Work to complete. Leaving out any pictures, print the entries that follow exactly as they stand.

Record excerpts.
○ ○ ○
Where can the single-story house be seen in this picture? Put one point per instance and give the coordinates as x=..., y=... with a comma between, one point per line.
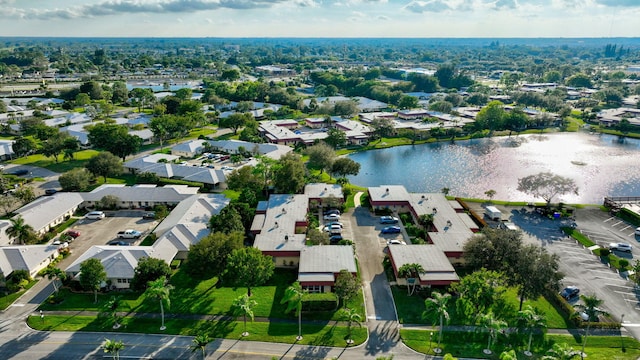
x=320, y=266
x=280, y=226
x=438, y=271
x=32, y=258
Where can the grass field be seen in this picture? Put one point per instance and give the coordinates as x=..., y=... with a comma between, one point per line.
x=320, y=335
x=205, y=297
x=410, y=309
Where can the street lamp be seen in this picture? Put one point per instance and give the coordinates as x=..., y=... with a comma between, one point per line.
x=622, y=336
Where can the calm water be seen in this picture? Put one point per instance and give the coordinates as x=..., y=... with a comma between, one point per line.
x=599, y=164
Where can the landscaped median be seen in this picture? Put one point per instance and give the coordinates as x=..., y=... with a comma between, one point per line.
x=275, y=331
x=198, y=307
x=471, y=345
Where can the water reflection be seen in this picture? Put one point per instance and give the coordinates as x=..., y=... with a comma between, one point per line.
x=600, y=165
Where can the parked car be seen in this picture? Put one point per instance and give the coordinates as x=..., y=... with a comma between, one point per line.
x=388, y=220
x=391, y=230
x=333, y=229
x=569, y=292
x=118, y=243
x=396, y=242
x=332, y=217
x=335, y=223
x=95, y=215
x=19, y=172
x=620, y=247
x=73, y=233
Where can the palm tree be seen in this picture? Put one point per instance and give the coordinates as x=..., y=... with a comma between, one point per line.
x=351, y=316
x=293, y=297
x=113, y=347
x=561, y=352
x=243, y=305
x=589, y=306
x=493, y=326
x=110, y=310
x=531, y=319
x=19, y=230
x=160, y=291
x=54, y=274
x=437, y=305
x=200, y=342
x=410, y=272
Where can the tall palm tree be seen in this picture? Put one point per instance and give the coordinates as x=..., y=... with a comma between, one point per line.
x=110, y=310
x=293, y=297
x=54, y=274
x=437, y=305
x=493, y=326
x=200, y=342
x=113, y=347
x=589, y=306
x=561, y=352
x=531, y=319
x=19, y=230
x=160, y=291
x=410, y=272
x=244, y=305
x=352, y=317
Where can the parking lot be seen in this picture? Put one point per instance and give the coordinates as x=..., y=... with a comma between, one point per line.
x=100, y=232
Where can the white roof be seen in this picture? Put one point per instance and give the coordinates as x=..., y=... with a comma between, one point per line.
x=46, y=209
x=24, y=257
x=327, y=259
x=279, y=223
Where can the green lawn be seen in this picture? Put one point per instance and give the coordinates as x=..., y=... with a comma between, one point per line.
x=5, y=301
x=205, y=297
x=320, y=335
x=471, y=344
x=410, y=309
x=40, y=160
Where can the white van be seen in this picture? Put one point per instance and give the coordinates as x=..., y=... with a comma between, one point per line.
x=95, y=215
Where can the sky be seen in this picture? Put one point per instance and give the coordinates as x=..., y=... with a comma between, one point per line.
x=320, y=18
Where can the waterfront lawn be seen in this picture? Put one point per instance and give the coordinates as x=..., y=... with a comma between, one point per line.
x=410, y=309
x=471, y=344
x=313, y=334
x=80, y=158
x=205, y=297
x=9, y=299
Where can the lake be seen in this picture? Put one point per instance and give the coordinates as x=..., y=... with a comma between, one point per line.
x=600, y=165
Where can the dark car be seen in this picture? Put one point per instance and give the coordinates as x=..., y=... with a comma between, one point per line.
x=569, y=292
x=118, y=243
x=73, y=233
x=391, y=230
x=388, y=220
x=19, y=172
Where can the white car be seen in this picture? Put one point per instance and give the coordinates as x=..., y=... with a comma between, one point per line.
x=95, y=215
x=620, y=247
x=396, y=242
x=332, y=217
○ ○ ○
Result of this task.
Where can the single-story house be seen in this picture? Put one point per instance and give the coordinates as x=..., y=... with a comma between, one point per line.
x=320, y=266
x=280, y=226
x=438, y=271
x=32, y=258
Where can the grass field be seen in this picture? Put one point per instance and give the coordinates as x=..., y=... with a comma between, one point per line.
x=320, y=335
x=205, y=297
x=410, y=309
Where can the street lamp be seen in this picture? Put one point per instance and give the coordinates as x=..., y=... with a comma between, one point per line.
x=622, y=336
Where can the calm water be seen in this picture? Put one point per instance and give the coordinates as x=..., y=... with a comma between, one point per line.
x=599, y=164
Where can the landscaped median be seen in this picture? Put one point per instance and give the coordinates as x=..., y=... with a comma between, one point per line.
x=275, y=331
x=198, y=307
x=471, y=345
Where can the water reflection be seen in this picture? Put one point per instance and give the coordinates as x=..., y=... with a comma between, one point per line.
x=600, y=165
Where can the parked car be seen in this picture? Put one point per instance and give the coordinates as x=..., y=... with a comma between, one point per line.
x=388, y=220
x=391, y=230
x=333, y=229
x=569, y=292
x=118, y=243
x=396, y=242
x=332, y=217
x=335, y=223
x=95, y=215
x=19, y=172
x=620, y=247
x=73, y=233
Where can the palm tree be seen in this picture? Put one point per instance and give the coordinates as x=..., y=... with a comma between, one point per line.
x=351, y=316
x=293, y=297
x=113, y=347
x=561, y=352
x=243, y=305
x=589, y=306
x=493, y=326
x=110, y=310
x=531, y=319
x=19, y=230
x=160, y=291
x=54, y=274
x=437, y=305
x=200, y=342
x=410, y=272
Where can the tall palm tree be seen in this picture? Put one point per instance and give the coordinates as x=..., y=... with a comma between, one point per line.
x=110, y=310
x=293, y=297
x=54, y=274
x=437, y=305
x=493, y=326
x=200, y=342
x=113, y=347
x=589, y=306
x=561, y=352
x=531, y=319
x=19, y=230
x=160, y=291
x=410, y=272
x=244, y=305
x=352, y=317
Where can the parking lot be seen in this picture? Put one point per instance and give the coordinates as x=..., y=... with a comma between, one point per line.
x=100, y=232
Where can the white roof be seen in this picture? Put one point per instance and give the coordinates as x=..., y=... with a comma between, one point per line.
x=46, y=209
x=24, y=257
x=327, y=259
x=279, y=223
Where can the green lawn be seen in this picture? Put one point per instance and give the coordinates as x=..., y=... with a comma between, one point per line.
x=5, y=301
x=205, y=297
x=320, y=335
x=471, y=344
x=410, y=309
x=40, y=160
Where can the white van be seen in this picture? Put one point per instance and give the coordinates as x=..., y=... with a comma between, one point per line.
x=95, y=215
Where can the sky be seen in this picture? Put one point per instance and give the coordinates as x=..., y=... with a comma between, one point per line.
x=320, y=18
Where can the waterfront lawn be seen in this picture? Put one point per instance and give the coordinates as x=..., y=... with a comma between, one point per line.
x=410, y=309
x=471, y=344
x=313, y=334
x=80, y=158
x=205, y=297
x=9, y=299
Where can the lake be seen in this picture? Put one point per instance and give the coordinates as x=..., y=... with a comma between, one point per line.
x=600, y=165
Where can the dark car be seen in this picture? Put one point per instance and give the coordinates as x=..., y=... with a comma between, one point per line.
x=569, y=292
x=118, y=243
x=73, y=233
x=391, y=230
x=388, y=220
x=19, y=172
Where can the white car be seen in this picture? Put one point per instance and give the coordinates as x=..., y=... with a comma between, one point per line.
x=95, y=215
x=620, y=247
x=396, y=242
x=332, y=217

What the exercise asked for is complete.